### Problem details
Copy exactly, and only, the lines from the one with "Note to the class: identify the wing" to the end of the listing; omit pictures.

### Extracted entries
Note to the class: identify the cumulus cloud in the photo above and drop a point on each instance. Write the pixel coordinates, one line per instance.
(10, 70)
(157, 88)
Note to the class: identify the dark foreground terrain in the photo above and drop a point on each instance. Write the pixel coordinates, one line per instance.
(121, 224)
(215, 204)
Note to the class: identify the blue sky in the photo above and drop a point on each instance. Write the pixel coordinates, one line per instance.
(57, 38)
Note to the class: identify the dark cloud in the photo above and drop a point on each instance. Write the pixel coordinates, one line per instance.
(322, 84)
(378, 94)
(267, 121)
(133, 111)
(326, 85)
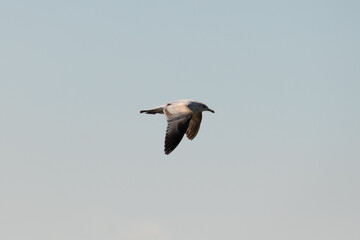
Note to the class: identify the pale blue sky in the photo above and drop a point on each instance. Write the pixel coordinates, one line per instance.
(279, 159)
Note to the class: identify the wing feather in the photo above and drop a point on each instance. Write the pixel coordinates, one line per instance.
(194, 126)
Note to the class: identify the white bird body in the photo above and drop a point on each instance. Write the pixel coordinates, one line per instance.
(183, 116)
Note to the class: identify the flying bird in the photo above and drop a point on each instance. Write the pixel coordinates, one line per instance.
(183, 116)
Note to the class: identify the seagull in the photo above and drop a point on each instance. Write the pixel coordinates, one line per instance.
(183, 116)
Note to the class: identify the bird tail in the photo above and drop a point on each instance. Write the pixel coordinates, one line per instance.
(154, 111)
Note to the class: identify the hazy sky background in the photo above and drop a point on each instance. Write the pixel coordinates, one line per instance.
(280, 158)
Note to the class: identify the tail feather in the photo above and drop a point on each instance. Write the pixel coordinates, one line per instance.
(153, 111)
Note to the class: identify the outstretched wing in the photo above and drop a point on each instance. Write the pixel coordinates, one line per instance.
(194, 126)
(178, 118)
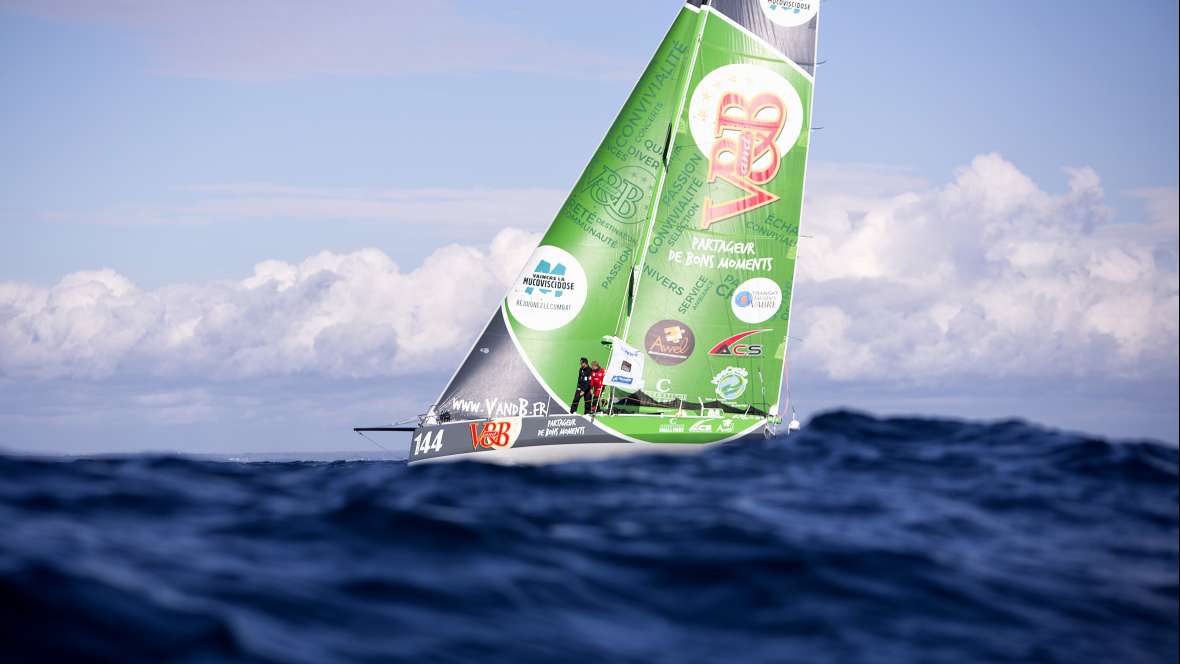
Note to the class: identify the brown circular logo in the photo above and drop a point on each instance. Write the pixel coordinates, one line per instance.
(669, 342)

### Final result
Note to the class: identify the wing feather in the photo above and drop a point on each instance. Write the pixel coordinates, one line per instance.
(194, 126)
Note to the class: identify the white bird body in the photo above and drop a point on each instance. Write the pixel coordinates, one line per instance.
(183, 116)
Note to the class: identify the flying bird in the photo above and drop a point on each instance. Write the pixel coordinates, one line per instance.
(183, 116)
Note to the class: identify the seagull in the photo above and drop a point on each instance. Write the pixel coordinates, one line per instance.
(183, 116)
Note to the class: identify the bird tail in the photo above and drop a point on each instance. Write the pixel coordinates, one line per instance.
(154, 111)
Note to the class: identify the hazy sky background in the photo above and drop a point on each instance. Write the pixel coordinates, one line per instance.
(280, 158)
Note to the class: identify the tail feather in the photo above and drop a point on each instance. Write the pixel coordinates, one line per instance.
(153, 111)
Note to the class: identify the outstretched wing in the photo above and drop a point on each instance. Write the pixel coordinates, one line per instance.
(194, 126)
(178, 118)
Note to the class: identify the brown circular logo in the photo above and drop a point on each instance. Write the pixel coordinates, one line per instance.
(669, 342)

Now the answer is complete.